## EXERCISE DETAILS
Update the listing from the line containing "of the conical" through the line containing "[(244, 375)]", inclusive, replacing "place a marker" with "put a pin" and leaving everything else unchanged. Give back only those lines.
╔══
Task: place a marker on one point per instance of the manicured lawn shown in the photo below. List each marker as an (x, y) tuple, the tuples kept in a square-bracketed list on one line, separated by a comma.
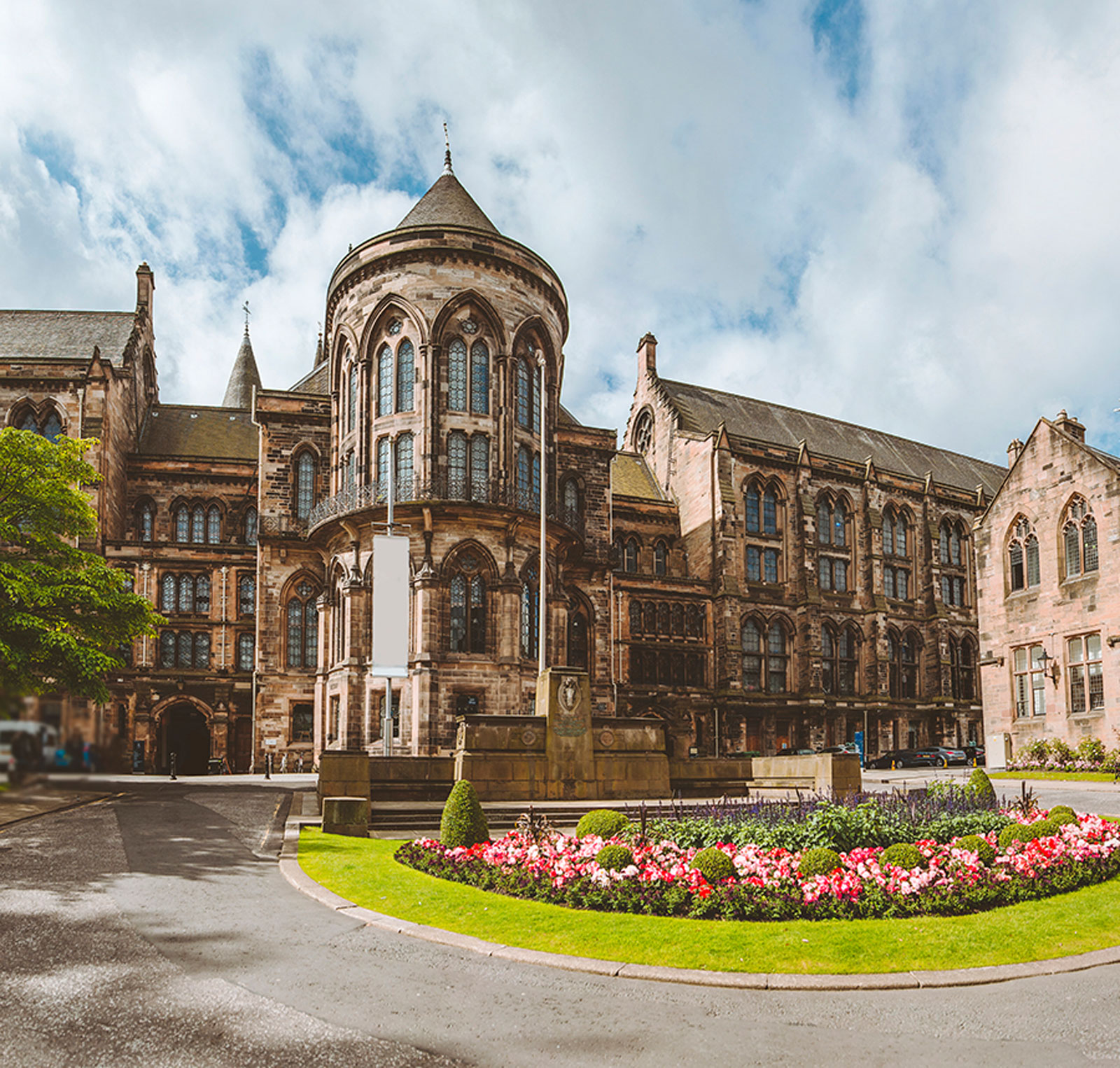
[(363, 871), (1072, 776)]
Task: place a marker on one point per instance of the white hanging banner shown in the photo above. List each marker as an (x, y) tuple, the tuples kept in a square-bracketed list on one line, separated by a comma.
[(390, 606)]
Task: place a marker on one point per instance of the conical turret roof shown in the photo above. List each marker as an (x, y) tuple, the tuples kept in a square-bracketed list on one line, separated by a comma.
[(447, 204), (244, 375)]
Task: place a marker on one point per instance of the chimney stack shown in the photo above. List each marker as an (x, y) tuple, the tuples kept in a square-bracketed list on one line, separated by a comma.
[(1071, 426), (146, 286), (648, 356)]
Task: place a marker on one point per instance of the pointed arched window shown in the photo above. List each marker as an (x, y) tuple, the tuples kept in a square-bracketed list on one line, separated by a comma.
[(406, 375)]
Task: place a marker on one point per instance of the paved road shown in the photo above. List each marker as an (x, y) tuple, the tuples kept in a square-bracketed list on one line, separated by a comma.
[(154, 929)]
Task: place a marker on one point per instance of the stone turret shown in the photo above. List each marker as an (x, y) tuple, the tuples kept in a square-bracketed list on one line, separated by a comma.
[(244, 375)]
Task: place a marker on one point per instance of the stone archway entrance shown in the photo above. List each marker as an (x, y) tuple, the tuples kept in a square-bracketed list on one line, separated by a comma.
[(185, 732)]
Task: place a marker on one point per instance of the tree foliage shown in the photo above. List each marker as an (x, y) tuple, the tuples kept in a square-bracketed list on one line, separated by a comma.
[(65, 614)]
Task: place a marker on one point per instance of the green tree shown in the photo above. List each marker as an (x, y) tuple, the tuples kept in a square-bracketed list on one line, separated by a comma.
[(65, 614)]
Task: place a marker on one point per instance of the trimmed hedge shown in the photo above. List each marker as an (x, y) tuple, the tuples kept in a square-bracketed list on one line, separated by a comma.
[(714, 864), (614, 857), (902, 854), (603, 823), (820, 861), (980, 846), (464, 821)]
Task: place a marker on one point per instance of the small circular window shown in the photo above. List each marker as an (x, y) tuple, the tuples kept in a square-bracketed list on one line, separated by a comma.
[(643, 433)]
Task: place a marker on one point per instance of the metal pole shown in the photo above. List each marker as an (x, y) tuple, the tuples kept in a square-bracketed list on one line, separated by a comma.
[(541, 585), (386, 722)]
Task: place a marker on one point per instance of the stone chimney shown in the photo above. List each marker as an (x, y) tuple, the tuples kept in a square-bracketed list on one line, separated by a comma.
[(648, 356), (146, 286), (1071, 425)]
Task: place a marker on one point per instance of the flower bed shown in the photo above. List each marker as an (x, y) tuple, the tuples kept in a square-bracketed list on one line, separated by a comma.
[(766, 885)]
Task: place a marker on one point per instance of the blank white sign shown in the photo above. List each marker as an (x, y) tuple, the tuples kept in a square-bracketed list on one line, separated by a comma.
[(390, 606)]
╚══
╔══
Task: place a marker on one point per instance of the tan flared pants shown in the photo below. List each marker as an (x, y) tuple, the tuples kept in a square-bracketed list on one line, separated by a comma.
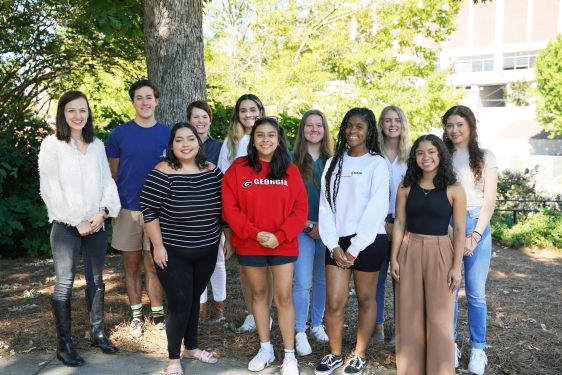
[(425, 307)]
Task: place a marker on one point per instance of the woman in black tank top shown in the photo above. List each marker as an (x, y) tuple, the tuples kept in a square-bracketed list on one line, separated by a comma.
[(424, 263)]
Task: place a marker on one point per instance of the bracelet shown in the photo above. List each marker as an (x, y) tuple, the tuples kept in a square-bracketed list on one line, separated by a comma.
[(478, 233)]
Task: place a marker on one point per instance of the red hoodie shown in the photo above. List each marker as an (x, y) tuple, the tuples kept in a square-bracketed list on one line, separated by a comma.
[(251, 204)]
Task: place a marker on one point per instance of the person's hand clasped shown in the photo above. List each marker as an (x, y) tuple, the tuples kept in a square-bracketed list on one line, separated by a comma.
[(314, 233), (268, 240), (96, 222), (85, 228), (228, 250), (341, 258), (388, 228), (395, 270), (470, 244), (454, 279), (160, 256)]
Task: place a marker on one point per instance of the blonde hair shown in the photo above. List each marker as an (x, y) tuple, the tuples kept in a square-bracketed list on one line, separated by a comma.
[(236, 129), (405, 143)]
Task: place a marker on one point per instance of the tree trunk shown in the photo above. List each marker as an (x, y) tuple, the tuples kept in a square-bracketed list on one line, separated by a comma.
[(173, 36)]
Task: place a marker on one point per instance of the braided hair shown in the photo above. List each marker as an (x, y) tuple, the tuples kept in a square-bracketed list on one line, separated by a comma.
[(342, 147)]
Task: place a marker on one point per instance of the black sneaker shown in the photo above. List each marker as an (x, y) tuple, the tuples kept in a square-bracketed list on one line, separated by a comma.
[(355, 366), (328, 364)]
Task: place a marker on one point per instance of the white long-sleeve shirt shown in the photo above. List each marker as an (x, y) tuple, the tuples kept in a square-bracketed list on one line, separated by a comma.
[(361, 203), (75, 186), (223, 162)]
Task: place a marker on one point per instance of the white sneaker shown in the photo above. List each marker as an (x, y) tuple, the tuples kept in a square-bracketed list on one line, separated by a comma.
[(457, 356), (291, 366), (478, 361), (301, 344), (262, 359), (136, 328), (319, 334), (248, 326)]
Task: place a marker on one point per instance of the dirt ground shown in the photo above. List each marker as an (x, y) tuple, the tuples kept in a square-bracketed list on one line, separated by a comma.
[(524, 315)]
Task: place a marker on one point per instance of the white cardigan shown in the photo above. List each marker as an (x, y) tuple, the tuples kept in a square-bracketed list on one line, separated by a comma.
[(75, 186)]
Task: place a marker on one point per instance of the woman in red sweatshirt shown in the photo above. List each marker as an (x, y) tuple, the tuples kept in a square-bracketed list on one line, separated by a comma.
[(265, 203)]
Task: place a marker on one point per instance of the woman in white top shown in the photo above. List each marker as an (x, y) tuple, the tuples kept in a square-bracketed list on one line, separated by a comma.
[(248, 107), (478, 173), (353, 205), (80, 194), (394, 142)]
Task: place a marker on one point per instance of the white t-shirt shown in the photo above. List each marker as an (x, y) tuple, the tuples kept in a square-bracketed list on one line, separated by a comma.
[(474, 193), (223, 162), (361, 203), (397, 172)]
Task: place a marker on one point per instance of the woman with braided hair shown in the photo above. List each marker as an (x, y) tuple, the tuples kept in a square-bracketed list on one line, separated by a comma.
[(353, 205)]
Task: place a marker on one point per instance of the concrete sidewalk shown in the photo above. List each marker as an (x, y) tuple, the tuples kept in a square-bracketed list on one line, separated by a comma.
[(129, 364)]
╚══
## EXPECTED OUTPUT
Task: put a pin on one point per instance of the conical turret roof shown in the photo above. List each marker as an (x, y) tuple, the tuples kept in a square-bracketed list on one line, separated by a comma.
[(447, 204), (244, 375)]
Task: put a pin on one point per instance of the chimney stack shown in the photo above. List each marker as an (x, y) tuple, the tuples kept in a square-bracketed list on one line, separated by a comma.
[(1071, 426), (146, 286), (648, 356)]
Task: put a pin on one point per instance of the pointed arched window shown in the photo above. List each marker as an (x, y) tuple, the tuples kept in a square-bracketed list on one line, separated by a comma.
[(406, 375)]
Task: put a pin on one point per instance of the paved road shown in the photo above. List each marker as an (x, y) tuple, the tuples kept in a square-bracketed list on one line, separated by a comma.
[(154, 929)]
Task: put a pin on one point per instance of the stone turret shown in the photo above. List each marker as an (x, y) tuple, the tuples kept in a square-bracketed list on one line, separated by a comma.
[(244, 375)]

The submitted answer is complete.